• **WHAT IS EXPECTED**
Copy the material from its first line through the line containing "99 L 37 102", both ends included. Scale every vertex coordinate in the answer outlines by 0.5 and round to whole numbers, with halves going up, while leaving the requests and their sample paths unchanged.

• **RECORDS FOR THIS TASK**
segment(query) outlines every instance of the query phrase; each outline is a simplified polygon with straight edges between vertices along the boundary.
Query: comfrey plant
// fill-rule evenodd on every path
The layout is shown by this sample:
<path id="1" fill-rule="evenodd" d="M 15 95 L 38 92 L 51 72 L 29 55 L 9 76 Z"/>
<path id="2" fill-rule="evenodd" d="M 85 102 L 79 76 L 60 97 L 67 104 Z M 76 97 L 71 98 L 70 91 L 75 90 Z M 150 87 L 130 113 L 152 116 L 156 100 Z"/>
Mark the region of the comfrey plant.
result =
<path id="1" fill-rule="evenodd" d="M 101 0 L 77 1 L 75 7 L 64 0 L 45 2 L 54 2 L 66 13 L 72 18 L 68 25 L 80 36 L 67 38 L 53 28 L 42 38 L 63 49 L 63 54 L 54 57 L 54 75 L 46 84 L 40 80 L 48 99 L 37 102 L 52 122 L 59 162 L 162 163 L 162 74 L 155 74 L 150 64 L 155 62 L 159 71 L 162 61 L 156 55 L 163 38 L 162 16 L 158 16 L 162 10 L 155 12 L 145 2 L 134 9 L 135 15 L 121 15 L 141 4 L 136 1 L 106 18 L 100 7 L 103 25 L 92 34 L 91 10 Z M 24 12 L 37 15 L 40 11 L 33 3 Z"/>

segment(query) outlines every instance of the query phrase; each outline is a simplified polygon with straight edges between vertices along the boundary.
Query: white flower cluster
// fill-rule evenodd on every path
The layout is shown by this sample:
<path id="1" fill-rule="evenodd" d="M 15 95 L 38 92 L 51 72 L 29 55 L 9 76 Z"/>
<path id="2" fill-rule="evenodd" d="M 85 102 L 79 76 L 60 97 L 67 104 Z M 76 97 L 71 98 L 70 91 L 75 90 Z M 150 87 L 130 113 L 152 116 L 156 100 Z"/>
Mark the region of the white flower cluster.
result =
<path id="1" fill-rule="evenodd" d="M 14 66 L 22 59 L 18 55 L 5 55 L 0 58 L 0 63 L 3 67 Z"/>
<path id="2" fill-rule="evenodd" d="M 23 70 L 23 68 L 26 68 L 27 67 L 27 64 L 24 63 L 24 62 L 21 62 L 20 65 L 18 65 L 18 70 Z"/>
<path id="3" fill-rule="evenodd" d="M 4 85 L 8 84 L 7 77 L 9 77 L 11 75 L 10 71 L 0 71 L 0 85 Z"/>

• **FINAL ANSWER**
segment(query) outlines every instance of the query phrase; each outline is a simplified polygon with straight edges between vertices along the boundary.
Query: comfrey plant
// fill-rule evenodd on every path
The layout is shown by this sample:
<path id="1" fill-rule="evenodd" d="M 15 95 L 38 92 L 51 72 L 29 55 L 9 76 Z"/>
<path id="2" fill-rule="evenodd" d="M 85 102 L 79 76 L 60 97 L 67 104 Z M 76 97 L 71 98 L 70 91 L 75 90 Z M 150 87 L 130 113 L 152 116 L 156 100 Z"/>
Mark the region of the comfrey plant.
result =
<path id="1" fill-rule="evenodd" d="M 51 0 L 39 1 L 38 4 L 32 0 L 23 1 L 27 1 L 33 7 L 36 9 L 34 13 L 40 18 L 34 19 L 27 14 L 21 19 L 32 25 L 32 27 L 27 29 L 27 38 L 23 42 L 20 40 L 24 50 L 19 51 L 26 61 L 30 81 L 81 82 L 81 37 L 78 37 L 75 32 L 78 31 L 80 36 L 81 31 L 78 28 L 82 19 L 81 8 L 79 8 L 81 5 L 78 6 L 73 1 L 67 5 L 68 8 L 61 8 L 71 2 L 68 1 L 53 9 L 50 4 L 52 13 L 46 17 L 46 5 Z M 12 6 L 19 8 L 20 6 L 17 2 Z"/>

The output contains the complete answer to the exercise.